#### Consigne écrite A:
Pouvez-vous recopier à l'identique le passage de l'extrait sur le théâtre qui commence aux mots "Le théâtre de la" et s'arrête après "(Jerzy Grotowski, 1989)" ?

#### Extrait à lire:

Qui si sta immersi in una condizione di continui trapassi inconsapevoli, a-direzionali, che scolpiscono i nostri processi percettivi e creativi, così come sono stati impressi dai cartoon giapponesi e dai documentari dysneyani, noi, prima generazione cresciuta a tv di stato e spot pubblicitari, adolescenti nei magnifici anni Ottanta, per le mode degli anni della contestazione, del teatro italiano che esce dai binari della drammaturgia classica, che si infiamma per le nuove artificialità e si avventura sulle superfici plastiche delle scritture sceniche... tutto poi riassorbito, sedimentato, narcotizzato, ma pur sempre presente... e allora come si può continuare a tenere fuori dal teatro questo magma pulsante di sollecitazioni!25.

« Quelle place pour cette voie ? », interrogeait le Manifeste. Pour cette nouvelle génération, une génération posthume, rien n’est nouveau et tout est nouveau en même temps. Face à la centralité, ils défendent la périphérie et la marginalité. Contre la dyade acteur/personnage, ils exaltent le corps, un corps disséminé sous l’effet du virtuel, qui dépasse les limites physiques.

Le théâtre de la fin du millénaire incarne la volonté de régénérer et de refondre la scène, en orientant son regard vers l’avenir – à travers les nouvelles technologies –, mais en même temps vers le passé, vers la scène « pré-théâtral ». Valentina Valentini a résumé les aspirations de ce théâtre en ces termes : « superare le prescrizioni dell’estetica posmoderna e […] segnare un territorio in cui […] si potesse volgere lo sguardo in molteplici direzioni; anche all’indietro, verso una tradizione da riscoprire, come a sentimenti e emozioni da reintegrare, solcando la medietà dell’essere transitori, sincretici e revisionisti26 ».

Le théâtre du nouveau millénaire

« Stiamo vivendo un’epoca post-teatrale. Quella che segue, non è una nuova ondata di teatro, ma qualcosa che prenderà il suo posto »
(Jerzy Grotowski, 1989)

Avec l’arrivée du nouveau millénaire, la critique théâtrale a inventé d’innombrables étiquettes pour définir le théâtre de ces jeunes compagnies nées à partir des années 2000 : de Generazione T27 au Teatro Zero ou Doppiozero28, La Nuova ou Quarta ondanta, Iperscene29 et même Terza avanguardia30, cette dernière me semblant la moins appropriée. En effet, pour Mei (2015) cette appellation met l’accent sur la continuité historique des pratiques théâtrales de ces nouveaux groupes, mais, parler d’avant-garde c’est considérer qu’il y a une réaction spécifique contre un contexte donné. Or là n’est pas la revendication de ces nouveaux groupes. Leur travail reflète plutôt la recherche et le consolidement de formes radicalement liées aux besoins expressifs du moment, de formes propres à la transition culturelle commencée il y a déjà plus d’un siècle. Selon Grotowski, le théâtre performatif du nouveau millénaire « a déjà pris sa place ». La critique et la théorie théâtrale – pas le monde du théâtre pour qui les choses sont claires – se doit à la fois de reconnaître ces pratiques comme propres au théâtre et éviter les étiquettes creuses qui risquent de faire perdre de vue que ce nouvel objet d’étude est à examiner aussi dans son rapport au canon traditionnel.

#### Enregistrements fournis:
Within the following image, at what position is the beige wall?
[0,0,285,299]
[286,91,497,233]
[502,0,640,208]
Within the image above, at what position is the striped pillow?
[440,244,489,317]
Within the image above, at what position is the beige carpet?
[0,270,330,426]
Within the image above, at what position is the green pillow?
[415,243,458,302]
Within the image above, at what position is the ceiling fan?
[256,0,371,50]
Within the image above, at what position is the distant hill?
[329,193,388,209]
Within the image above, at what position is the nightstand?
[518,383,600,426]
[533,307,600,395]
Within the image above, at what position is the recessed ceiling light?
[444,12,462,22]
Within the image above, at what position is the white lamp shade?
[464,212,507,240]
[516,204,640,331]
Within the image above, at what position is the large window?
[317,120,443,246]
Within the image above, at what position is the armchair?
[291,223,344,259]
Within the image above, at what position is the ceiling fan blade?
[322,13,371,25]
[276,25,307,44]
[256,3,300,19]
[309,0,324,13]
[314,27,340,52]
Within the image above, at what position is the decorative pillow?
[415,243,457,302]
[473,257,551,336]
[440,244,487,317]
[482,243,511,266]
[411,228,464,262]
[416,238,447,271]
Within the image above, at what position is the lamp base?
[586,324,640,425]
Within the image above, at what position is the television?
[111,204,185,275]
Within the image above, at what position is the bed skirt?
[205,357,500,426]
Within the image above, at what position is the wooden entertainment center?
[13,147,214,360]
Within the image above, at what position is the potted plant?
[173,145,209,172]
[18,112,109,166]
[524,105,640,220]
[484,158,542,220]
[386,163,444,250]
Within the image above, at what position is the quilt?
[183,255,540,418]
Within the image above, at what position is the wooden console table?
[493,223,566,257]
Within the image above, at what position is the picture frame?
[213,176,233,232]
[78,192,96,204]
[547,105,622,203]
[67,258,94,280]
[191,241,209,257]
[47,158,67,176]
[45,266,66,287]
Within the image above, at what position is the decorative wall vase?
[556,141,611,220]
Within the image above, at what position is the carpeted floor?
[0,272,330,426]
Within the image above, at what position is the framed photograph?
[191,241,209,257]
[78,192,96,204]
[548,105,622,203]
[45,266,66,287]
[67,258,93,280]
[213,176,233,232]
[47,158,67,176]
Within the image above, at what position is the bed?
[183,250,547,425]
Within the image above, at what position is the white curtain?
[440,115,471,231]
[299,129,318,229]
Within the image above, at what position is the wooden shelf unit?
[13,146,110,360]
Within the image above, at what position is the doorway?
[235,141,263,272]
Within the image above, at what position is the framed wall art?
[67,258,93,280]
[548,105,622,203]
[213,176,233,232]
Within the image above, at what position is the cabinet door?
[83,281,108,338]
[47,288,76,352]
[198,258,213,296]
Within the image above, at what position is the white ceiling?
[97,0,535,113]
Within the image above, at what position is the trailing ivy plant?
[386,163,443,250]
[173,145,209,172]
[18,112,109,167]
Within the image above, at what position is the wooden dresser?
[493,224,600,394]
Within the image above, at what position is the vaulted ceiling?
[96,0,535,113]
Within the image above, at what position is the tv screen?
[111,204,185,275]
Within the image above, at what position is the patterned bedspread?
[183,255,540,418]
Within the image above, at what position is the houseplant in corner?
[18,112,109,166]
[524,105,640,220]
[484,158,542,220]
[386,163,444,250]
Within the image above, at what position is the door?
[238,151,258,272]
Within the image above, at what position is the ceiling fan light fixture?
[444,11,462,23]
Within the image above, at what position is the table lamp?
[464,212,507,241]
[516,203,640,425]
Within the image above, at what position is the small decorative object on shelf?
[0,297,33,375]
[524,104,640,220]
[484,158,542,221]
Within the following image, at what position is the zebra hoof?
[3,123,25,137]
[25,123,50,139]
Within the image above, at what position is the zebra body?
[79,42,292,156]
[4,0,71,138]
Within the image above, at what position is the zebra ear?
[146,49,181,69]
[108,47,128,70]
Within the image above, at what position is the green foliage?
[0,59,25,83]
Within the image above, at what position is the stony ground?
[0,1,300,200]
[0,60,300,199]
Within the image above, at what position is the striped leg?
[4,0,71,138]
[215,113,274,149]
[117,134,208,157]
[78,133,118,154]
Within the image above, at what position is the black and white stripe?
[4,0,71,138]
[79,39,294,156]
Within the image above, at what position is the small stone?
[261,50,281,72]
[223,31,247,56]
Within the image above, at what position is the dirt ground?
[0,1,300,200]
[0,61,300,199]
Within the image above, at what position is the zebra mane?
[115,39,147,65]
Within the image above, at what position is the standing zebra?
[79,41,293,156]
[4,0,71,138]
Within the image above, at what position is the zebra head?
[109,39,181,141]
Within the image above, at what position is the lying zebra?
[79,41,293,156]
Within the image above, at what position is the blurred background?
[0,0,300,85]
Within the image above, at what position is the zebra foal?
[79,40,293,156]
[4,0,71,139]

#### Consigne écrite B:
Pouvez-vous présenter sous forme de liste numérotée les lignes des enregistrements, en partant du début des enregistrements et en vous arrêtant après la ligne qui contient "[291,223,344,259]", sans reprendre les lignes vides ?

#### Solution proposée A:
Le théâtre de la fin du millénaire incarne la volonté de régénérer et de refondre la scène, en orientant son regard vers l’avenir – à travers les nouvelles technologies –, mais en même temps vers le passé, vers la scène « pré-théâtral ». Valentina Valentini a résumé les aspirations de ce théâtre en ces termes : « superare le prescrizioni dell’estetica posmoderna e […] segnare un territorio in cui […] si potesse volgere lo sguardo in molteplici direzioni; anche all’indietro, verso una tradizione da riscoprire, come a sentimenti e emozioni da reintegrare, solcando la medietà dell’essere transitori, sincretici e revisionisti26 ».

Le théâtre du nouveau millénaire

« Stiamo vivendo un’epoca post-teatrale. Quella che segue, non è una nuova ondata di teatro, ma qualcosa che prenderà il suo posto »
(Jerzy Grotowski, 1989)

#### Solution proposée B:
1. Within the following image, at what position is the beige wall?
2. [0,0,285,299]
3. [286,91,497,233]
4. [502,0,640,208]
5. Within the image above, at what position is the striped pillow?
6. [440,244,489,317]
7. Within the image above, at what position is the beige carpet?
8. [0,270,330,426]
9. Within the image above, at what position is the green pillow?
10. [415,243,458,302]
11. Within the image above, at what position is the ceiling fan?
12. [256,0,371,50]
13. Within the image above, at what position is the distant hill?
14. [329,193,388,209]
15. Within the image above, at what position is the nightstand?
16. [518,383,600,426]
17. [533,307,600,395]
18. Within the image above, at what position is the recessed ceiling light?
19. [444,12,462,22]
20. Within the image above, at what position is the white lamp shade?
21. [464,212,507,240]
22. [516,204,640,331]
23. Within the image above, at what position is the large window?
24. [317,120,443,246]
25. Within the image above, at what position is the armchair?
26. [291,223,344,259]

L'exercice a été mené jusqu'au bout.